What does firing Doug Pederson really result in?


Milan Varia

Coach Doug Pederson was fired Monday, January 11th, 2021. What does that entail for the team moving forward?

“This is the new normal!”

Those were the words of Doug Pederson on February 8th, 2018-the same day as the Super Bowl parade.

Three seasons later, the same man who brought the first Lombardi trophy to Philadelphia has, shockingly, been fired by Eagles owner Jeffrey Lurie. Throughout the last year, fans have witnessed many surprises on and off the field. The fan experience has been very depressing, with many events leading to this surprising downfall. After playing to keep his job safe, Pederson gets fired eight days following Black Monday.

Is Pederson being fired the right choice? From a coaching perspective, I believe so. Yet, the decision is also pretty bad because of how untimely it is. So much has gone wrong since the NFL Draft, making this job not appetizing at all. 

This choice is also highly ignorant by the organization. They are avoiding so many other problems with this team that deserve more attention than Pederson. Without a doubt, this team is in the most disarray of any NFL franchise. Not only do the Eagles have to deal with an extremely questionable GM, but there is also a very controversial QB situation. The internal dumpster fire makes the decision seem questionable.

Photo object-pointing records:

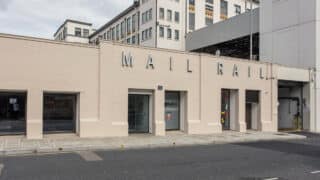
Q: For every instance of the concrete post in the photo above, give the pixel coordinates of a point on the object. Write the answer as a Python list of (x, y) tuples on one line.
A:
[(159, 128), (241, 106)]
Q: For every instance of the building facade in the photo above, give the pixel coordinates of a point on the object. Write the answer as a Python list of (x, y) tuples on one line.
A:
[(289, 35), (74, 31), (165, 23), (115, 89)]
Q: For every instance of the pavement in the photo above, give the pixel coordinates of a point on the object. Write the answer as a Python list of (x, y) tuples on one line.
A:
[(69, 143), (297, 159)]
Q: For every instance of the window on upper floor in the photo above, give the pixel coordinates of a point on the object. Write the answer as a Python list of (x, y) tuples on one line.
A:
[(123, 29), (192, 6), (161, 13), (176, 35), (169, 33), (129, 26), (117, 32), (177, 17), (209, 14), (133, 40), (223, 9), (209, 1), (77, 32), (147, 16), (113, 34), (192, 20)]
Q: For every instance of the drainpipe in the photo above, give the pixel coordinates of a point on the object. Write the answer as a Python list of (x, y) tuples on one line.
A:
[(156, 28)]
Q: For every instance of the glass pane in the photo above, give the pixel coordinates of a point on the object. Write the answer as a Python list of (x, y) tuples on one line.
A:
[(225, 109), (12, 113), (172, 110), (59, 113), (138, 115)]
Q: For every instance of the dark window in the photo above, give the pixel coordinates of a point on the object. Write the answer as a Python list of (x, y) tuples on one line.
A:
[(12, 113), (59, 113)]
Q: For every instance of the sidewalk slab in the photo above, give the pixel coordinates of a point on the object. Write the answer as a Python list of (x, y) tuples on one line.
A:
[(71, 143)]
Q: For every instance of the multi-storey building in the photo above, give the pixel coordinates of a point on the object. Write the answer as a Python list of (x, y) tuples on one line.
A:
[(74, 31), (164, 24)]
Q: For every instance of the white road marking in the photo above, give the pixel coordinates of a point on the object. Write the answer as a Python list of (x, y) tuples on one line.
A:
[(89, 156), (275, 178), (315, 172), (1, 168)]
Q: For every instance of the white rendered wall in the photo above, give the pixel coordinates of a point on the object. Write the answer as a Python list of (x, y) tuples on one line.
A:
[(289, 36)]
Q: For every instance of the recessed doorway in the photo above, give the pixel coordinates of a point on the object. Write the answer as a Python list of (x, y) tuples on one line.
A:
[(139, 113), (172, 111), (229, 108), (252, 109), (12, 113)]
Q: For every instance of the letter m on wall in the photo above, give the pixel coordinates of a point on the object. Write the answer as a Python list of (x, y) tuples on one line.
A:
[(127, 60)]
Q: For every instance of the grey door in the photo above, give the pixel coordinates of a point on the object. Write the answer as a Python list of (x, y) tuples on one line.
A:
[(138, 113), (172, 110)]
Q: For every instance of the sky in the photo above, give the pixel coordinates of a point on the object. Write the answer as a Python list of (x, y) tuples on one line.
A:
[(41, 18)]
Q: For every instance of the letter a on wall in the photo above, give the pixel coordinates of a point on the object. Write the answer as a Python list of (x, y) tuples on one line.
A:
[(127, 60), (235, 71), (150, 63)]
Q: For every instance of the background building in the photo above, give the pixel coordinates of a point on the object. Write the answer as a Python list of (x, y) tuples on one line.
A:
[(165, 23), (284, 32), (74, 31)]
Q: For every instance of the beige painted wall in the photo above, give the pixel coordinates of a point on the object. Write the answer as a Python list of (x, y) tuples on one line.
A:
[(97, 74)]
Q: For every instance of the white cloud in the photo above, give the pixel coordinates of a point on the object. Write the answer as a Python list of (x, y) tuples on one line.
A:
[(41, 18)]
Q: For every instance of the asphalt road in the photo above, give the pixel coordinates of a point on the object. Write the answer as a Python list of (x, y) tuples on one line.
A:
[(292, 160)]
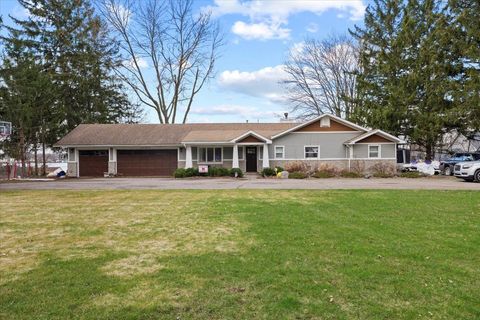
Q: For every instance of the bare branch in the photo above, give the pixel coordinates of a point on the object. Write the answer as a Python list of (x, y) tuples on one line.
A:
[(165, 42), (321, 77)]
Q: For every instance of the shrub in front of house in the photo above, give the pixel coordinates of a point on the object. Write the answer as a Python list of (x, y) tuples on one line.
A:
[(268, 172), (297, 175), (325, 171), (179, 173), (383, 170), (218, 172), (296, 166), (191, 172), (238, 171), (323, 174), (350, 174)]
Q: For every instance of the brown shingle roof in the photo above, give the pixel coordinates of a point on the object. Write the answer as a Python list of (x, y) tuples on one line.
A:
[(164, 134)]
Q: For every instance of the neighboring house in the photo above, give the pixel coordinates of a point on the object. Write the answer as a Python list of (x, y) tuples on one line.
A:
[(158, 149)]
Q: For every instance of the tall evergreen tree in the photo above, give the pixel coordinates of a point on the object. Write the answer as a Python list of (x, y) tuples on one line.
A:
[(380, 59), (71, 43), (409, 82), (464, 28)]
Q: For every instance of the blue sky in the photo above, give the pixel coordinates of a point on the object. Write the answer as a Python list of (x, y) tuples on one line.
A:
[(259, 35)]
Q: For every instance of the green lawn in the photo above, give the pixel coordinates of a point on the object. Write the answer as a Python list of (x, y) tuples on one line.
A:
[(240, 255)]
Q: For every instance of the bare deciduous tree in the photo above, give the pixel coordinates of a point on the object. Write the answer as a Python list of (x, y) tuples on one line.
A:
[(321, 77), (169, 52)]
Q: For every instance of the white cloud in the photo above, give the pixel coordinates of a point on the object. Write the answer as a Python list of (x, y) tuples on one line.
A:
[(312, 27), (142, 63), (20, 12), (260, 31), (268, 18), (283, 9), (245, 112), (263, 83), (297, 49)]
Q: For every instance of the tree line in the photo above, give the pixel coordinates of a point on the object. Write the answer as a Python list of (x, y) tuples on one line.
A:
[(70, 62), (412, 69)]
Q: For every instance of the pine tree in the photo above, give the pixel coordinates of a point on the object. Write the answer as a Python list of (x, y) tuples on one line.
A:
[(25, 98), (71, 43), (378, 82), (410, 81), (464, 28)]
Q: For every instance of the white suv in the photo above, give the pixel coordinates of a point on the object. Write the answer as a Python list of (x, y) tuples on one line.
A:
[(469, 171)]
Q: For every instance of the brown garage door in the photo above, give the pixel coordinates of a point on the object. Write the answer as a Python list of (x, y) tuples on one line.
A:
[(93, 163), (146, 162)]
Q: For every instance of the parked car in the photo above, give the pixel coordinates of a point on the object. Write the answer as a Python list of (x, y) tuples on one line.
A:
[(469, 171), (447, 165)]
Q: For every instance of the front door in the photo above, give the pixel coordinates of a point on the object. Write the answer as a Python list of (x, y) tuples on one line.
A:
[(251, 159)]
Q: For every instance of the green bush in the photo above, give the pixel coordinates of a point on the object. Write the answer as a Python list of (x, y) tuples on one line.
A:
[(191, 172), (179, 173), (323, 174), (267, 172), (350, 174), (218, 172), (236, 170), (297, 175), (412, 174)]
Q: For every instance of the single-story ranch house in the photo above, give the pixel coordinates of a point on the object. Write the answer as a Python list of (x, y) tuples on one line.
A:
[(158, 149)]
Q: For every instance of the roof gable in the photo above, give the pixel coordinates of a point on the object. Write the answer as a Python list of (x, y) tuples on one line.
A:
[(340, 125), (375, 136), (316, 127), (250, 138)]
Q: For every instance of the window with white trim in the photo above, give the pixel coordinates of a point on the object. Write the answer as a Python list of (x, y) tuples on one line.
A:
[(71, 154), (279, 152), (374, 151), (210, 155), (241, 153), (312, 152)]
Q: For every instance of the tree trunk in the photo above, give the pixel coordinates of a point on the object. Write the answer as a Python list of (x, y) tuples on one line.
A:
[(429, 152), (44, 161), (21, 134), (35, 153)]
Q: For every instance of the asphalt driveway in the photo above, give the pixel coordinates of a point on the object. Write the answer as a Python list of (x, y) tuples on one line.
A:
[(437, 182)]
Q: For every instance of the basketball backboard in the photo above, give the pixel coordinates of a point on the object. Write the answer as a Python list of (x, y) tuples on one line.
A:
[(5, 129)]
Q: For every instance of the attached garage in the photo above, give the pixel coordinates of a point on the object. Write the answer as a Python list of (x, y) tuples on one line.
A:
[(93, 163), (159, 162)]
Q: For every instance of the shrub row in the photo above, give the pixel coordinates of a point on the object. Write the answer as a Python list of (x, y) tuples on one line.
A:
[(212, 172), (379, 170), (271, 172)]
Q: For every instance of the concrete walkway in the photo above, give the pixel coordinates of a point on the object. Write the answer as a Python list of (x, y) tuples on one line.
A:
[(436, 183)]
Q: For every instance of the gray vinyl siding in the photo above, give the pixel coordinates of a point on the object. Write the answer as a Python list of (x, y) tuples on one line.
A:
[(331, 144), (387, 150), (227, 152), (182, 154)]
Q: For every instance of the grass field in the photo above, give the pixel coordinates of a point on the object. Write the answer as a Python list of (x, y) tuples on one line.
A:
[(240, 255)]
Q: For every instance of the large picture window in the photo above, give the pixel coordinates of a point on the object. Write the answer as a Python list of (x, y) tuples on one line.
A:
[(279, 152), (210, 155), (312, 152), (374, 151)]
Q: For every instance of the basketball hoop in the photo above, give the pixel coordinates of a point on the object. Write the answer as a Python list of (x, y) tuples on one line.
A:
[(5, 130)]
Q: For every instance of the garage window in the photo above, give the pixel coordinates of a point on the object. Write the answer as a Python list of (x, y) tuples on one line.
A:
[(210, 155), (374, 151), (312, 152)]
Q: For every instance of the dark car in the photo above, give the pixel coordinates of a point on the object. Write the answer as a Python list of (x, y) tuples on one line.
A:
[(446, 166)]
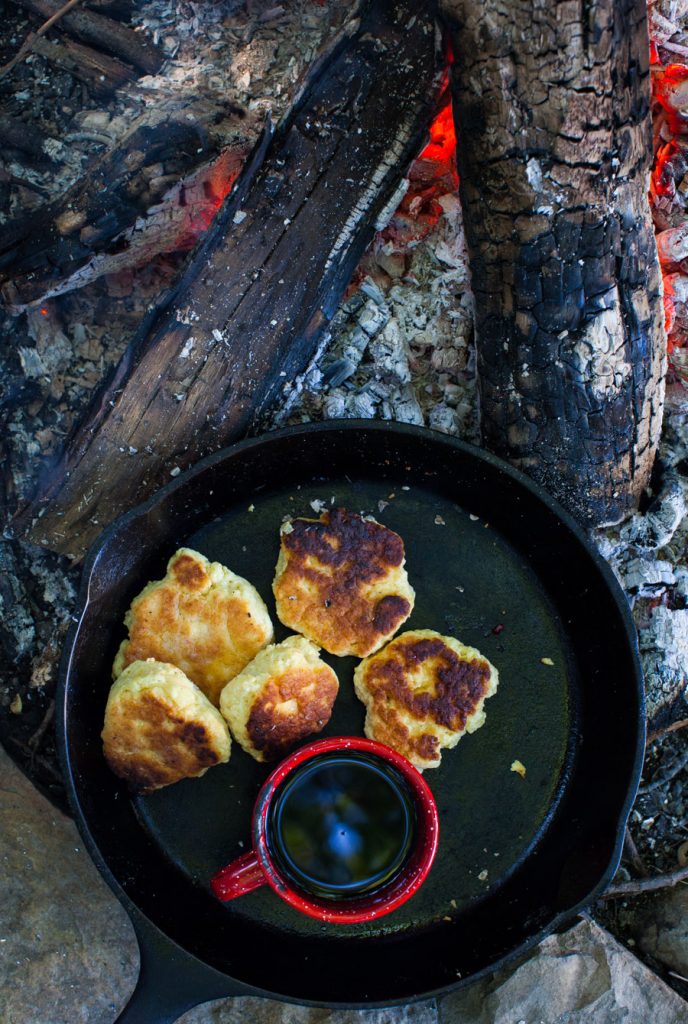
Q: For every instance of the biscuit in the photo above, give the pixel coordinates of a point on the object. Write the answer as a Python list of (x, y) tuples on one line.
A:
[(202, 617), (422, 692), (160, 728), (286, 693), (340, 581)]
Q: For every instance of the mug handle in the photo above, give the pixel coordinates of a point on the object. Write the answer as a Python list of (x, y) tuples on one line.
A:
[(239, 878)]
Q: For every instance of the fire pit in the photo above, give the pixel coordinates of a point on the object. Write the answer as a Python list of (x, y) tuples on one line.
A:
[(144, 186)]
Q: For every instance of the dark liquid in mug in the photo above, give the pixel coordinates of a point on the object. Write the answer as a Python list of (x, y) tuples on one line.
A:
[(342, 825)]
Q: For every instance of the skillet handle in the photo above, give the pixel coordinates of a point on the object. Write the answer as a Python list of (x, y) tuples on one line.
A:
[(170, 981)]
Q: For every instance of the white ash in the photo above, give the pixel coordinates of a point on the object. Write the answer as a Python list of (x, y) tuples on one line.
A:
[(655, 528), (663, 648), (401, 347)]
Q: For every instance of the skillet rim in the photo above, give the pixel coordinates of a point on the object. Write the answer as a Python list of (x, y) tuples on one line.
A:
[(139, 920)]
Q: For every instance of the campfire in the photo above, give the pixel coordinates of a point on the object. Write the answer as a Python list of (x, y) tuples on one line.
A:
[(221, 218)]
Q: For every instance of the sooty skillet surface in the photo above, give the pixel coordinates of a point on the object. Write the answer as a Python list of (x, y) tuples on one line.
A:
[(469, 581)]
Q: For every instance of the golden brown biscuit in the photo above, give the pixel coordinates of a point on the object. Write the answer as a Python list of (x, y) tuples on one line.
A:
[(340, 581), (202, 617), (285, 694), (422, 692), (160, 727)]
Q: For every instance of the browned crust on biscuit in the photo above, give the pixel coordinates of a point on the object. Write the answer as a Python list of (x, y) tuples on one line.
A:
[(459, 686), (339, 557), (148, 744), (314, 691), (162, 627)]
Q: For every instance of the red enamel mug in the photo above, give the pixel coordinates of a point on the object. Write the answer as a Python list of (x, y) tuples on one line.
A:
[(344, 829)]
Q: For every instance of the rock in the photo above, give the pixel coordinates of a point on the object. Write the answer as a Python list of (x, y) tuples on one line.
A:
[(583, 976), (69, 952), (662, 930)]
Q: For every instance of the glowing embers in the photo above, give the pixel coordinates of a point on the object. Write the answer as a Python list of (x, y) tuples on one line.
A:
[(202, 197)]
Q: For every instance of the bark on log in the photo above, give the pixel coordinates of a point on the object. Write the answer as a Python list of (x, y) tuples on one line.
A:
[(259, 292), (41, 250), (102, 33), (102, 75), (552, 105)]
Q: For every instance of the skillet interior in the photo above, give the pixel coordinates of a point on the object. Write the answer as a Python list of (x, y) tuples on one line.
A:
[(501, 556)]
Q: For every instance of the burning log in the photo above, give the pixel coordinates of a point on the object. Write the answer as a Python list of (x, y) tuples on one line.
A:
[(553, 117), (40, 252), (102, 33), (248, 314)]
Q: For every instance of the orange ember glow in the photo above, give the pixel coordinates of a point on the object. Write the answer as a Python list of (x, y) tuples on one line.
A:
[(668, 186), (442, 144)]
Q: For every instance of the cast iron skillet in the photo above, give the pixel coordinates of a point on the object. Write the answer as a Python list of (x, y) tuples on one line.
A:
[(495, 562)]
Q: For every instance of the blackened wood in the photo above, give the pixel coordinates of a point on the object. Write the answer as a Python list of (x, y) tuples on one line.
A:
[(102, 33), (100, 73), (552, 104), (51, 243), (14, 134), (248, 314)]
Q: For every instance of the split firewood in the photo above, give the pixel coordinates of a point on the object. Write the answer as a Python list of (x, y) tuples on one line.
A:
[(554, 152), (100, 73), (101, 33), (258, 293), (40, 251)]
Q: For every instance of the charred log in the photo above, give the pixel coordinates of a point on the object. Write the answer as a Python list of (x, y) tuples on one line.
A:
[(552, 105), (102, 75), (42, 249), (14, 135), (248, 314), (102, 33)]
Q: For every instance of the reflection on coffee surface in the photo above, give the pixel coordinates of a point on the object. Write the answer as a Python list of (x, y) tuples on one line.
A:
[(342, 825)]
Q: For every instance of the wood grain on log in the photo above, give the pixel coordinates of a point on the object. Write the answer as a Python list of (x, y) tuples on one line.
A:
[(552, 104), (102, 33), (247, 316)]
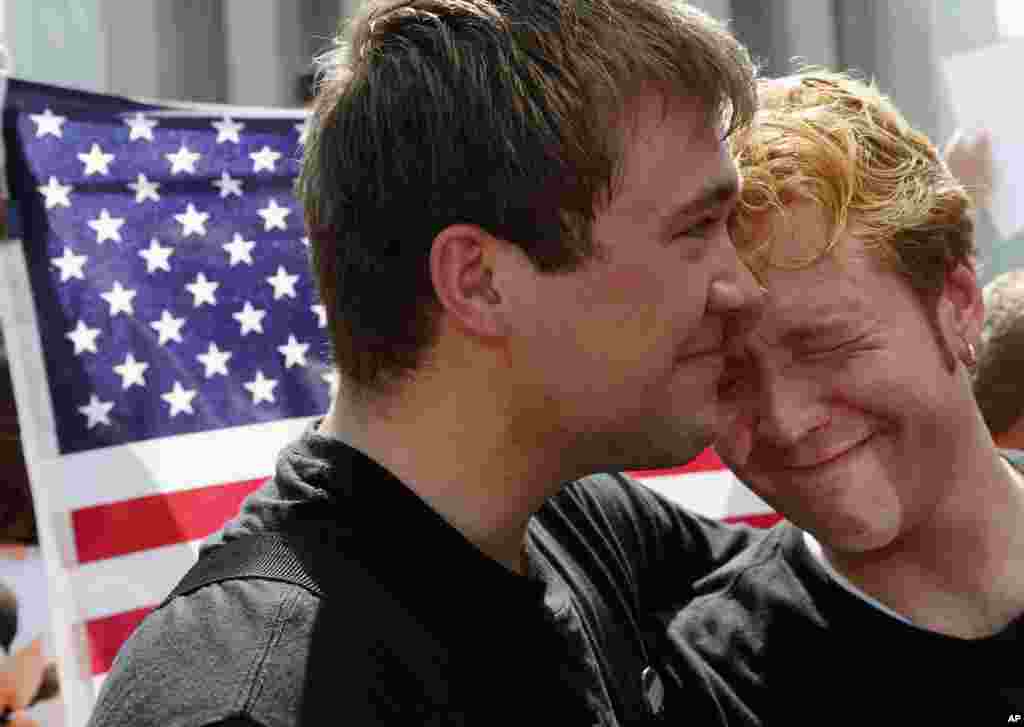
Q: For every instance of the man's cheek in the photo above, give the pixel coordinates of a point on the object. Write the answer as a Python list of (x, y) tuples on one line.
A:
[(735, 441)]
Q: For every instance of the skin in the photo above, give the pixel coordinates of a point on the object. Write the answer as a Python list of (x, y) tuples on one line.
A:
[(857, 421), (538, 379), (19, 680), (1013, 438)]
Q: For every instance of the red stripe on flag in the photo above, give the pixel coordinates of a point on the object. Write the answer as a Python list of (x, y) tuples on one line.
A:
[(763, 519), (707, 461), (107, 635), (131, 525)]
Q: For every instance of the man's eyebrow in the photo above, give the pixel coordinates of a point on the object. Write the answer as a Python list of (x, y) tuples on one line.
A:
[(806, 333), (709, 196)]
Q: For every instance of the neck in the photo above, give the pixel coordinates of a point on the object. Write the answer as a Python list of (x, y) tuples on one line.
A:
[(461, 454), (961, 571), (1013, 438)]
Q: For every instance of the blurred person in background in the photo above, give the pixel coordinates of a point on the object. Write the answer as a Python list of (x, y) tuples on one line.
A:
[(998, 379), (901, 566), (28, 674)]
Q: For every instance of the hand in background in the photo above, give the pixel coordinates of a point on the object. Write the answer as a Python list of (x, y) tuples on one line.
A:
[(970, 160), (20, 677)]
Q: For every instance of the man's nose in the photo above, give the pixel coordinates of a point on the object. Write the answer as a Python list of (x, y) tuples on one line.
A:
[(786, 411), (740, 298)]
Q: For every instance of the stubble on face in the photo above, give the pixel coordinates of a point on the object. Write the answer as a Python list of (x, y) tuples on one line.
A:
[(615, 343)]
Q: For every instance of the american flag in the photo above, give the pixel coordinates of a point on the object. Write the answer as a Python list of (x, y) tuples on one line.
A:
[(166, 341)]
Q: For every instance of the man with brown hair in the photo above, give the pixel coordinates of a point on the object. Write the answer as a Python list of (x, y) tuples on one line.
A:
[(518, 214)]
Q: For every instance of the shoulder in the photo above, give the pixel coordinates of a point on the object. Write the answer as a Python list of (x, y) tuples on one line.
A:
[(211, 655), (756, 603)]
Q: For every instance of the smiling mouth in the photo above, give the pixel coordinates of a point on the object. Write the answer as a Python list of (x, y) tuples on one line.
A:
[(833, 458)]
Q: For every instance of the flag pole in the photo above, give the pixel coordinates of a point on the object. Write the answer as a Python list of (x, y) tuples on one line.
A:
[(17, 317)]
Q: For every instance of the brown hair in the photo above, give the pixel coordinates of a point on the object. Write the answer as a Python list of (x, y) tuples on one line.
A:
[(495, 113), (998, 378), (840, 142)]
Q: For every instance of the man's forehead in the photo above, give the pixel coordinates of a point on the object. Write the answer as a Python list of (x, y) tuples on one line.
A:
[(796, 314)]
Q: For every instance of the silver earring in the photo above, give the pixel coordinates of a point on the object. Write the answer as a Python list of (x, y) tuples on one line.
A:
[(971, 358)]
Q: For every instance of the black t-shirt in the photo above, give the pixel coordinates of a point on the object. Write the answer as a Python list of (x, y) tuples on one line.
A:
[(776, 641), (475, 644)]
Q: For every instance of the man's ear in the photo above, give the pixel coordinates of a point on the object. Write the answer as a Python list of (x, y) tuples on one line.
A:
[(462, 269), (962, 312)]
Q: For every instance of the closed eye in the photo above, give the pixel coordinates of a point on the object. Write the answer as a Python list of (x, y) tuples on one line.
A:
[(704, 227)]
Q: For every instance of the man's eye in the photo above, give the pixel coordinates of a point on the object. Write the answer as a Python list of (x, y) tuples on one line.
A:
[(702, 227)]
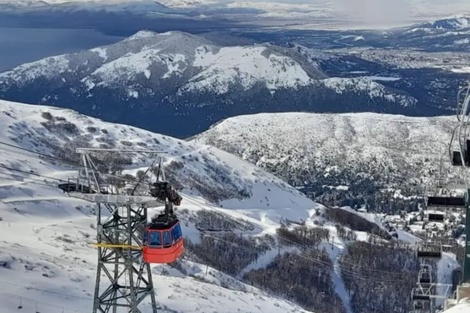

DIRECTIONS
a – In the Pederson article, replace "fired" with "dismissed" and reproduce the passage starting at "What does firing" and ending at "team moving forward?".
b – Carry the Pederson article forward from its final sentence.

THE ANSWERS
a –
What does firing Doug Pederson really result in?


Milan Varia

Coach Doug Pederson was dismissed Monday, January 11th, 2021. What does that entail for the team moving forward?

b –
There are six other coaching vacancies in the NFL, and the Eagles are easily the worst situation to walk into from any other team. The Chargers have an extremely talented offense with plenty of room to grow in Hebert; the Jets and Jaguars have some of the most picks and future assets; the Falcons almost have the all pieces to make the playoffs; the Lions have a great young receiving core. The only team that could be arguably worse arethe Texans. However, if Watson can repair his relationship with management, the Eagles have the worst situation. There is not much young talent. 

That is the biggest issue with this team. There are not many players that have a bright future. Miles Sanders, Zach Ertz, and Jordan Mailaita are the only players that will produce. But other than those three, there is not much value. Jalen Reagor has had his bright spots, but he was not involved enough in the offense. A bigger problem, however, is Howie Roseman. He is the one behind this talent problem. Finding talent starts at the draft, but historically, Howie has not performed well. His list of busts includes, but is not limited to, Donnell Pumphrey, Danny Watkins, Marcus Smith, Sidney Jones; only 2 pro bowlers were drafted by Roseman since 2016. 

Howie Roseman’s many blunders do not end at the draft. He is also the reason why the Eagles are 78 million dollars in salary cap. 78 million. Even if Carson Wentz is traded, and Howie can get away with not paying any of his guaranteed salary, the 78 million is not halved. While at the moment, the long term signing of players like Alshon Jeffrey, Malik Jackson, Darius Slay, and Brandon Graham seemed worth it, each player has not produced at their level of pay. Blaming the players is not fair. He signed a bunch of veterans nearing the end of their peaks. Nearly every important contract is one of a player who is 30 years old or older. Howie did not plan for the team to dominate long term.

Roseman has to be seriously assessed. 

There is not any other team that has a GM who has gone through 3 different coaches. It is upsetting how Lurie has failed to see this. He deserves to be on the hot seat more than Pederson ever did. The issues simply do not end.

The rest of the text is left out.